## PROBLEM
Write out the entries from the start through the line containing "167], [162, 190]]", swapping "Reply:" for "Answer:" and leaving everything else unchanged. Omit the pictures.
╭─ RECORDS FOR THE TASK
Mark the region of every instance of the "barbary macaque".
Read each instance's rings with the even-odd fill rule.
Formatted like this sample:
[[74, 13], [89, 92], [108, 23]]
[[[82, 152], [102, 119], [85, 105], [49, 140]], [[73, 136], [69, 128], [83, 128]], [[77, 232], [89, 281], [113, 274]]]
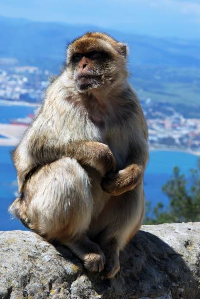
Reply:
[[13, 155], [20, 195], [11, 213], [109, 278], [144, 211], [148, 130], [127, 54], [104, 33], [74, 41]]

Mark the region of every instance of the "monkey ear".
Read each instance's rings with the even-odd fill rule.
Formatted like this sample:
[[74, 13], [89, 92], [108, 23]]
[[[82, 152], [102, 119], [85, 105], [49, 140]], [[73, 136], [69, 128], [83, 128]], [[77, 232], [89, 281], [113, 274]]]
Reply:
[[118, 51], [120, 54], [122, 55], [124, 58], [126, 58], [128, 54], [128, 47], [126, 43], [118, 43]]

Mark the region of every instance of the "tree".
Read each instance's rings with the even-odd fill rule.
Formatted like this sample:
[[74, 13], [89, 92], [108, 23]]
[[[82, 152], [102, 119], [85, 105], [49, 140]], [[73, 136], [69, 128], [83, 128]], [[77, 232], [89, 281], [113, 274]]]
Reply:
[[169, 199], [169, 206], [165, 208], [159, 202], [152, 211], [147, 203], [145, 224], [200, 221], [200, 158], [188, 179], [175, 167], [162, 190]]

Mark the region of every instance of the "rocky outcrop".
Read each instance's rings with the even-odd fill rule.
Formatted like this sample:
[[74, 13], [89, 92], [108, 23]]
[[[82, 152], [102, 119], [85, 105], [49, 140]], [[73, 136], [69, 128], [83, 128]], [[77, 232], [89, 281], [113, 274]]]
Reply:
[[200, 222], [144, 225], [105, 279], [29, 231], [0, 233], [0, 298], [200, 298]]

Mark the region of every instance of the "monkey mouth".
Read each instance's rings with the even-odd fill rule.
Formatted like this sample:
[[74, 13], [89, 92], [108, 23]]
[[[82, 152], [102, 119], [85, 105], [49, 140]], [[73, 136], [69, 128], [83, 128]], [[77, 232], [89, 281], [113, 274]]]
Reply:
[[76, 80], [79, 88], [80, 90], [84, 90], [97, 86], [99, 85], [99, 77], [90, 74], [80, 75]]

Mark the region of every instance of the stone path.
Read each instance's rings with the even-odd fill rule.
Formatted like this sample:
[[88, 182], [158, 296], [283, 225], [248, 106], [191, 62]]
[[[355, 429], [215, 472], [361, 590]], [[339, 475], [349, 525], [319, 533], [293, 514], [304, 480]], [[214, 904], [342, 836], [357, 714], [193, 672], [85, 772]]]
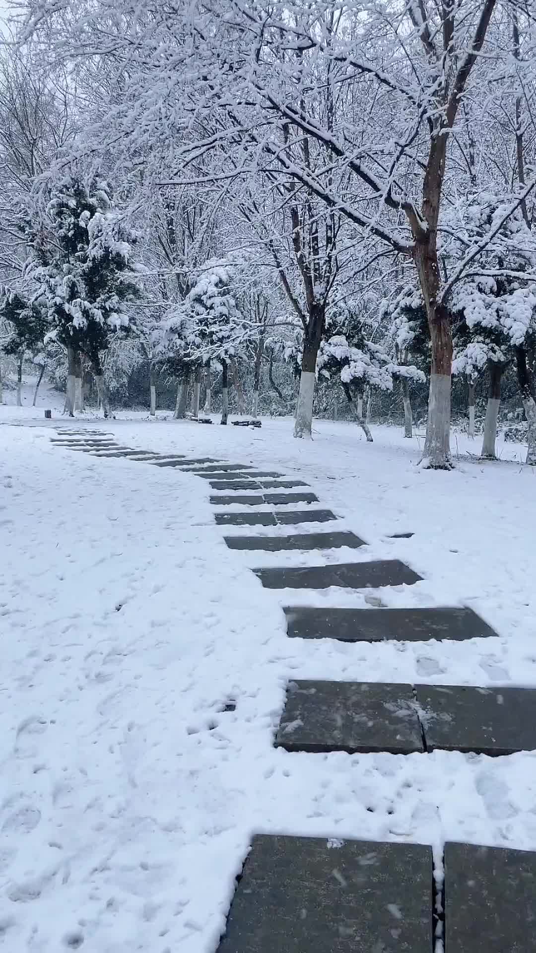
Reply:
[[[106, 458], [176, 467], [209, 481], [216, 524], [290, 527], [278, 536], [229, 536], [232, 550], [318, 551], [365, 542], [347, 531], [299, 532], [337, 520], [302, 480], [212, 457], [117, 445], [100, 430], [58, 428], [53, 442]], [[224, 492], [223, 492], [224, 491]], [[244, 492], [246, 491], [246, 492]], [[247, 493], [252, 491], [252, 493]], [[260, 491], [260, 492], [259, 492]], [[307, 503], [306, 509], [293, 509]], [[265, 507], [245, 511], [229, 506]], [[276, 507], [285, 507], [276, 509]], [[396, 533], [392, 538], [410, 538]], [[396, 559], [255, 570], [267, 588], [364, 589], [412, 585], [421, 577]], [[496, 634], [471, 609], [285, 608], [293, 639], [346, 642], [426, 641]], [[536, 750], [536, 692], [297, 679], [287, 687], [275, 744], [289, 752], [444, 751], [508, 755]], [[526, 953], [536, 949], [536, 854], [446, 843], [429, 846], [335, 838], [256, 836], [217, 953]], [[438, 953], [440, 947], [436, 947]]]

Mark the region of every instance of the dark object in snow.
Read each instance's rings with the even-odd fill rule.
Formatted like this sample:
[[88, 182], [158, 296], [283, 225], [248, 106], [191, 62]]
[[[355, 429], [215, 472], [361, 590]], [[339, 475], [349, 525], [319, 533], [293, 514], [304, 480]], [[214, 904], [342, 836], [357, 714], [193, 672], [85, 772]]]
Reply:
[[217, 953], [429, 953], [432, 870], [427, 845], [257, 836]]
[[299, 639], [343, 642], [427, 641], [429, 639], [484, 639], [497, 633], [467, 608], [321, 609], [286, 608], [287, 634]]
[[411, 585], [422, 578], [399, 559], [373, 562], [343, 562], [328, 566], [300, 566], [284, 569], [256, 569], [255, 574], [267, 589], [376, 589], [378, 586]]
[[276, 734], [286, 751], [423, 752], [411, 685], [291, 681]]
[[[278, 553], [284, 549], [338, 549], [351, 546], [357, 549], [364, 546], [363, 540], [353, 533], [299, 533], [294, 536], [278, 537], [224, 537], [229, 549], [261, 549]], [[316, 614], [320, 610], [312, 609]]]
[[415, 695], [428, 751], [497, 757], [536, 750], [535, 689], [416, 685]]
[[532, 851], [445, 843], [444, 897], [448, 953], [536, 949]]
╰─
## OUTPUT
Mark the region of every instance of the "barbary macaque".
Read each instance's rings with the even-odd fill rule.
Formatted like this sample:
[[74, 13], [89, 92], [108, 23]]
[[[82, 152], [102, 119], [85, 105], [49, 140]], [[73, 136], [69, 128], [83, 128]], [[77, 232], [89, 281], [113, 274]]]
Answer:
[[13, 155], [20, 195], [11, 213], [109, 278], [144, 211], [148, 130], [127, 54], [104, 33], [74, 41]]

Mark the region of every instance of the "monkey ear".
Read each instance's rings with the even-odd fill rule.
Formatted like this sample:
[[74, 13], [89, 92], [108, 23]]
[[[82, 152], [102, 119], [85, 105], [49, 140]], [[73, 136], [69, 128], [83, 128]], [[77, 232], [89, 281], [113, 274]]]
Answer:
[[118, 51], [120, 54], [122, 55], [124, 58], [126, 58], [128, 54], [128, 47], [126, 43], [118, 43]]

Mark the region of every instance of the "tree".
Read each instance's rings with the even-odd fill rule.
Formatted like this sample:
[[74, 13], [89, 92], [108, 23]]
[[[82, 152], [102, 119], [85, 105], [49, 140]], [[73, 136], [69, 128], [83, 128]], [[77, 232], [89, 281], [113, 274]]]
Answer:
[[169, 199], [169, 206], [165, 208], [159, 202], [152, 211], [147, 203], [145, 224], [200, 221], [200, 158], [188, 179], [175, 167], [162, 190]]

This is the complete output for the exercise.